TEXTE FOURNI:
__________

Il y a « longtemps, très longtemps », nous confie-t-elle, Denise Mützenberg avait composé un poème dont la première strophe était : « Comme un voilier têtu qui vogue à contre-flot / felouque de ta vie sur un Nil capricieux / marche sur l’eau : / l’aventure est aux audacieux ». C’est lui qu’elle reprend comme premier texte de ce recueil, telle une émouvante plongée dans une jeunesse où « aventurer la vie » — expression empruntée à Thérèse d’Avila — était un credo. La dernière partie du livre ne s’appelle-t-elle pas d’ailleurs « Risquer un alléluia » ? La poétesse, aujourd’hui octogénaire, a bien sûr mûri dans son écriture. Les épreuves de l’existence sont également passées par là : « Dans l’armoire de ma chambre / J’ai gardé toutes les cravates de mon amour ». Et si l’aventure du quotidien trouve toujours une place dans ses vers, ceux-ci mettent en avant la pudeur, on l’a vu, et la sagesse : « Nous traversons nos mères nos enfants nous traversent / et leurs petits s’envoleront quand viendra l’heure ».

__________

DONNÉES EXTRAITES:

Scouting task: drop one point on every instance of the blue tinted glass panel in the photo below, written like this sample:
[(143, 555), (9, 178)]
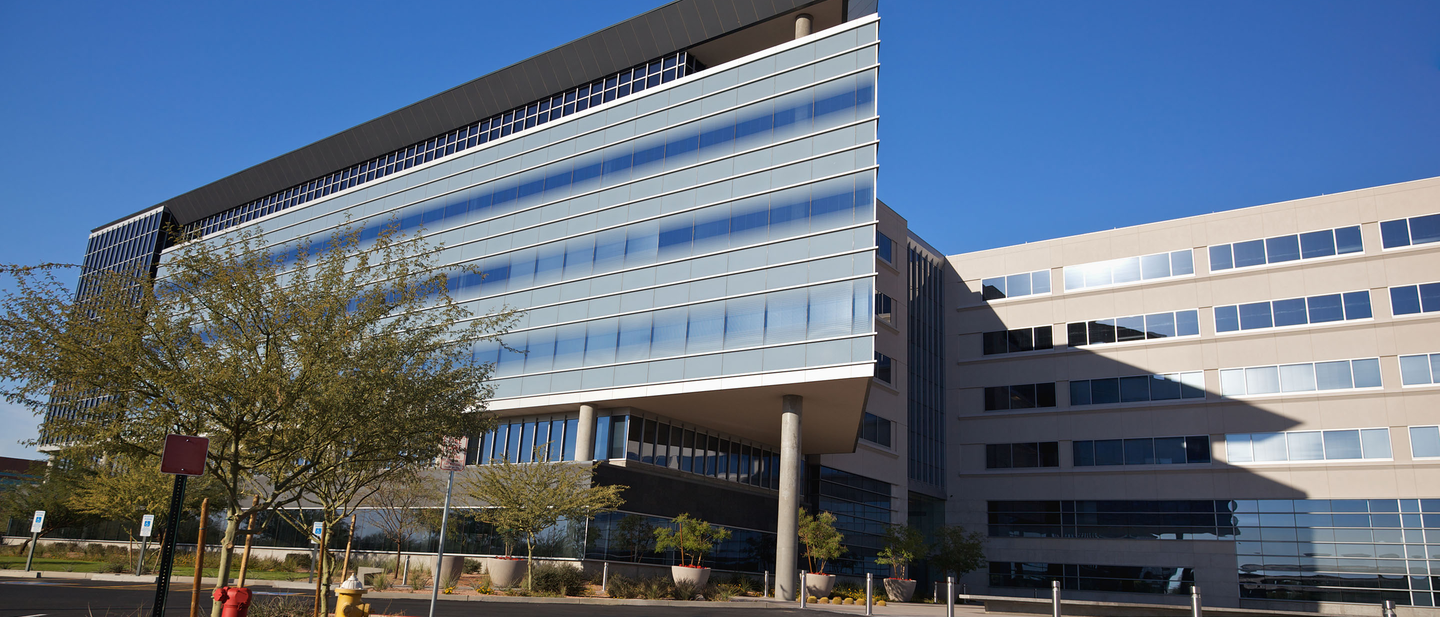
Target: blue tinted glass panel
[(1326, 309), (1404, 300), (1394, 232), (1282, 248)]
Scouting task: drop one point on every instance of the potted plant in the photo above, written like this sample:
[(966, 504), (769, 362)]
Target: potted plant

__________

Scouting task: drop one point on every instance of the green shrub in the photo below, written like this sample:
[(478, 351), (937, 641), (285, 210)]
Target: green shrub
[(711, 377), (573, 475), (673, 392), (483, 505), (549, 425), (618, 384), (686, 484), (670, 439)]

__________

CONSIGNE:
Recopiez intégralement le texte fourni, mot pour mot et sans aucune modification.

RÉPONSE:
Il y a « longtemps, très longtemps », nous confie-t-elle, Denise Mützenberg avait composé un poème dont la première strophe était : « Comme un voilier têtu qui vogue à contre-flot / felouque de ta vie sur un Nil capricieux / marche sur l’eau : / l’aventure est aux audacieux ». C’est lui qu’elle reprend comme premier texte de ce recueil, telle une émouvante plongée dans une jeunesse où « aventurer la vie » — expression empruntée à Thérèse d’Avila — était un credo. La dernière partie du livre ne s’appelle-t-elle pas d’ailleurs « Risquer un alléluia » ? La poétesse, aujourd’hui octogénaire, a bien sûr mûri dans son écriture. Les épreuves de l’existence sont également passées par là : « Dans l’armoire de ma chambre / J’ai gardé toutes les cravates de mon amour ». Et si l’aventure du quotidien trouve toujours une place dans ses vers, ceux-ci mettent en avant la pudeur, on l’a vu, et la sagesse : « Nous traversons nos mères nos enfants nous traversent / et leurs petits s’envoleront quand viendra l’heure ».